• **Request 1**
Summarize the uptime thread in two sentences.
• **Request 2**
Reproduce the stretch of the uptime thread from "View Full Version" through "we should expect.".

Web Hosting Talk







View Full Version : 99.9% uptime, A mith ?


Arsalan
05-30-2001, 12:36 PM
99.9% Up-Time Guarantee (http://www.wizardshosting.com/plans.htm) and lots of other hosts offer it. Personally i dont think its possible, but is it ?

.1 is about 72 min of downtime in a month. They surely must reboot for upgrades etc. once a month.

The question is can hosts which offer it be trusted ? and what is the actual uptime that we should expect.

JayC
05-30-2001, 12:52 PM
Originally posted by Arsalan
.1 is about 72 min of downtime in a month. They surely must reboot for upgrades etc. one a month.Why? Right now I have top running in another window, so I can easily see that the particular server I'm logged into has gone 202 days without a reboot. I expect it'll go months more. And many upgrades can be done without rebooting.

More commonly downtime will be because of connectivity problems, not because the server itself is down. Even so, 72 minutes a month is certainly not unachievable. We've had no loss of connectivity detected by qwk.mon in a couple of months.

Further, an uptime guarantee is just that. It's not a sacred bond that there'll never be downtime; it's an agreement to compensate your customers if you don't meet the stated level of service. You should make that guarantee at a level you're confident that you'll usually be able to reach, but also understand that sometimes you might not. Then you make good on your guarantee.

Arsalan
05-30-2001, 12:58 PM
But what about those people who have their servers is california ? or on other backbones, like fasthosts had with bt?, i dont think there are a lot of companies out there who have any where around 99.9% uptime.

• **Entries shown**

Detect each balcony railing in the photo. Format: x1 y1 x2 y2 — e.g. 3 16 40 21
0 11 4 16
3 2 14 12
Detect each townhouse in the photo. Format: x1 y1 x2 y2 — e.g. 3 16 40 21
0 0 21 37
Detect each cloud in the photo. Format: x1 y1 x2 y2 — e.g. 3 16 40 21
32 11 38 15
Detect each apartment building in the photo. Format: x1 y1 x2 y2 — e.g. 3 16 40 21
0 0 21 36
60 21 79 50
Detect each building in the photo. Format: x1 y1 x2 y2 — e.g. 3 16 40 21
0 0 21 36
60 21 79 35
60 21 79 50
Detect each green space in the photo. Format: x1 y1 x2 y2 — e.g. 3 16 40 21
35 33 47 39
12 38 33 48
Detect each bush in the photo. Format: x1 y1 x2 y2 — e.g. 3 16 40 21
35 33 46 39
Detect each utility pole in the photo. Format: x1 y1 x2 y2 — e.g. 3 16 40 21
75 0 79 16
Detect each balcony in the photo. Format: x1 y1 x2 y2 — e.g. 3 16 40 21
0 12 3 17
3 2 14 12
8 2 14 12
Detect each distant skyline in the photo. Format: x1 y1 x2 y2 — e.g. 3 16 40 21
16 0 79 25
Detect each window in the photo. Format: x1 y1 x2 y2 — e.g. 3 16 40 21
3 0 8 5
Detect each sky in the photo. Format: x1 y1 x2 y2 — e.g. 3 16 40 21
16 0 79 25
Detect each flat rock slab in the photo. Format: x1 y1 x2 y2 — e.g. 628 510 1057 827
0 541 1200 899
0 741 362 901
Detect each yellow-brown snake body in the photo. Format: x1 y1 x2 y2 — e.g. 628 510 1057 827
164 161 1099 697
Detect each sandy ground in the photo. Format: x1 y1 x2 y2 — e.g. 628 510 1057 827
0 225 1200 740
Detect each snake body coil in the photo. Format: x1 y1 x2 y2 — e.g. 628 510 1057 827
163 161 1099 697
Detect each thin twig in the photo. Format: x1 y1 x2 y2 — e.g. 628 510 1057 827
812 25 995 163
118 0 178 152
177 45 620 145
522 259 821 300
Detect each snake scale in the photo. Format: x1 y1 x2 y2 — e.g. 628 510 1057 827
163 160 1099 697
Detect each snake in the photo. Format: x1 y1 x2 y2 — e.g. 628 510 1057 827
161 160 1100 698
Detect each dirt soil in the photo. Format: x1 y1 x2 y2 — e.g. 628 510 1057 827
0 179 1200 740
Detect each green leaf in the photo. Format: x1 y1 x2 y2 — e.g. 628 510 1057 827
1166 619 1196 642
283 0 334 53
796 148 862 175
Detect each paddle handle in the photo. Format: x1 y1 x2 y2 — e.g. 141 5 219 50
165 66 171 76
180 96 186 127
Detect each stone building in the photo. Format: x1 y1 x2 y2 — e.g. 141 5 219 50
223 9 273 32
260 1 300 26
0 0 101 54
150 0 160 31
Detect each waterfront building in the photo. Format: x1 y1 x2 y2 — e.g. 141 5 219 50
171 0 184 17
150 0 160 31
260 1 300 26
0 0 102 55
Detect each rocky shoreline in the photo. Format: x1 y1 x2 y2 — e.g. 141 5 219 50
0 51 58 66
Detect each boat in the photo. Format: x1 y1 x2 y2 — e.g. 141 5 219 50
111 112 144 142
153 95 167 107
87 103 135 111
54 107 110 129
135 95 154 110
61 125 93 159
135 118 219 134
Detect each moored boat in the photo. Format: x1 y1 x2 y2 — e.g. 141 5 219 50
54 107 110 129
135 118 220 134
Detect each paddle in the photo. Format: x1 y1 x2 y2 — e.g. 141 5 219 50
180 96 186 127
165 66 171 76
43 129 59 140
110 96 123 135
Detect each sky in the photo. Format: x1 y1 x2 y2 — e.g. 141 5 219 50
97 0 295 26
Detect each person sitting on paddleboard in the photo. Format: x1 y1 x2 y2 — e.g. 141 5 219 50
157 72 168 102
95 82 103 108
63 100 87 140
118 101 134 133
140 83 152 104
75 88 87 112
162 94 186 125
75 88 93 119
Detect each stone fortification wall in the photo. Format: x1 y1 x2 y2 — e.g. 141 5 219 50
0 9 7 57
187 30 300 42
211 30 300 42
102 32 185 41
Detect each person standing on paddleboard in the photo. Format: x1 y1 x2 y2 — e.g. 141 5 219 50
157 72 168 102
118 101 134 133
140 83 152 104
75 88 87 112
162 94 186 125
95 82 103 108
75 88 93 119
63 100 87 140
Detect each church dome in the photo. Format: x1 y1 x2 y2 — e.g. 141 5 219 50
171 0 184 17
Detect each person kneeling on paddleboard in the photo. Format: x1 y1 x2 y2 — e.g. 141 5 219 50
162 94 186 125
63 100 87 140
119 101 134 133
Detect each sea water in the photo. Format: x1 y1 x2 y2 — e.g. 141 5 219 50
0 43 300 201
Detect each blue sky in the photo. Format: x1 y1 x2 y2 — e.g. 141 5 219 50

• **Exercise response 1**
Arsalan doubts that the 99.9% uptime guarantee many hosts offer is possible, noting that 0.1% is about 72 minutes of downtime a month, and later adds that few companies reach anywhere near that level. JayC answers that servers can run for months without a reboot, that downtime more commonly comes from connectivity problems, and that an uptime guarantee is an agreement to compensate customers when the stated level of service is not met.

• **Exercise response 2**
View Full Version : 99.9% uptime, A mith ?


Arsalan
05-30-2001, 12:36 PM
99.9% Up-Time Guarantee (http://www.wizardshosting.com/plans.htm) and lots of other hosts offer it. Personally i dont think its possible, but is it ?

.1 is about 72 min of downtime in a month. They surely must reboot for upgrades etc. once a month.

The question is can hosts which offer it be trusted ? and what is the actual uptime that we should expect.